• _Tasks and exercises_
- a) In the couscous salad text, which leafy green does the writer prefer for the salad?
- b) Output the part of the couscous salad text that opens with the words containing "It's delightful cold" and closes with "would work too!)".

• _Provided passage_
------------------------------------------------------------

You’ve probably heard me talk about how much I love pasta salad for this very reason. This Couscous Salad with Kale, Sweet Potato, and Pomegranate reminds me of a lightened up version of pasta salad.
It's delightful cold or warm, but I prefer it just a little warm to take the chill off.
If you want to make it gluten-free, you can certainly do so by swapping in quinoa, millet, sorghum, or another gluten-free grain for the couscous. Easy!
Make this salad gluten-free
Swap out the couscous with:
- quinoa
- millet
- sorghum
- gluten-free pasta
- brown rice
- amaranth
This salad was designed to hold up in the fridge for days. In fact, it gets even better as the couscous and veggies marinate in the zippy lime dressing. All you need for the dressing is:
- lime juice
- olive oil (avocado oil would work too!)
- agave or maple syrup
- salt
- pepper
You’ll want to use a sturdy leafy green to ensure your salad doesn’t turn to mush. I would avoid spinach, arugula, and romaine unless you're going to eat it right away.
Kale is my preferred option. I simply adore the combo of kale and roasted sweet potato. You could also use chard or collard greens.
The salad itself only has a few ingredients that all come together quickly:
- sweet potatoes
- olive oil
- paprika
- pearled couscous
- kale
- pomegranate seeds
- fire roasted corn
- sunflower seed kernels
Toss everything together and divide it between four containers for an easy grab-and-go lunch that tastes great warm or cold.
This Couscous Salad with Kale, Sweet Potato and Pomegranate also makes a great side if you’re feeding a larger group for dinner.
Pairing it with tomato basil soup would be so tasty and comforting!

------------------------------------------------------------

• _Stored data_
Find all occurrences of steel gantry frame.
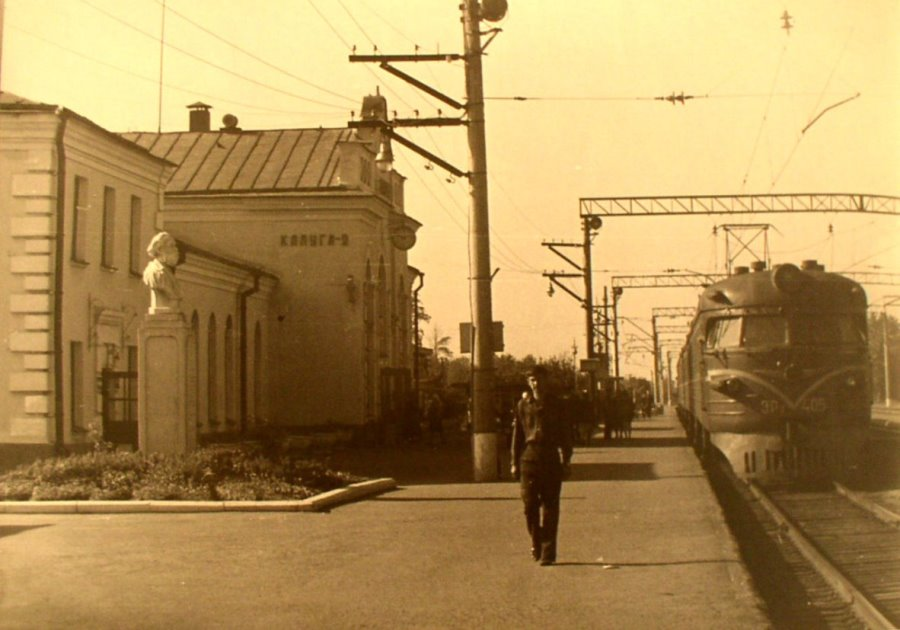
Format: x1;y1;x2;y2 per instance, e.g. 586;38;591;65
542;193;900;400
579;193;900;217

------------------------------------------------------------

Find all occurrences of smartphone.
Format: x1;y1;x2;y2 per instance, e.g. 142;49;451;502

------------------------------------------------------------

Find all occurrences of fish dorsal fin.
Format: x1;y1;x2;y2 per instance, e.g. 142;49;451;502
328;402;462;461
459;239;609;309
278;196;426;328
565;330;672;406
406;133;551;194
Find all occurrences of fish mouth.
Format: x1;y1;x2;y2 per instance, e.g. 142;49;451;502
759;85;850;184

------------------------------------------------------------

• _Solutions to the exercise_
- a) Kale.

- b)
It's delightful cold or warm, but I prefer it just a little warm to take the chill off.
If you want to make it gluten-free, you can certainly do so by swapping in quinoa, millet, sorghum, or another gluten-free grain for the couscous. Easy!
Make this salad gluten-free
Swap out the couscous with:
- quinoa
- millet
- sorghum
- gluten-free pasta
- brown rice
- amaranth
This salad was designed to hold up in the fridge for days. In fact, it gets even better as the couscous and veggies marinate in the zippy lime dressing. All you need for the dressing is:
- lime juice
- olive oil (avocado oil would work too!)